Problem statement
Your reply should contain every record, restated word for word.

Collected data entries
# # #

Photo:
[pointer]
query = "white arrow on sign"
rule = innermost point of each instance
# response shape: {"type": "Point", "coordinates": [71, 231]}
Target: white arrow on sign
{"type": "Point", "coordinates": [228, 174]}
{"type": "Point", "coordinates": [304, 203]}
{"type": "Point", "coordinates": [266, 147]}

# # #

Solution for this task
Photo:
[pointer]
query = "white arrow on sign"
rule = innermost point of each instance
# response shape: {"type": "Point", "coordinates": [71, 231]}
Target: white arrow on sign
{"type": "Point", "coordinates": [228, 174]}
{"type": "Point", "coordinates": [304, 203]}
{"type": "Point", "coordinates": [266, 147]}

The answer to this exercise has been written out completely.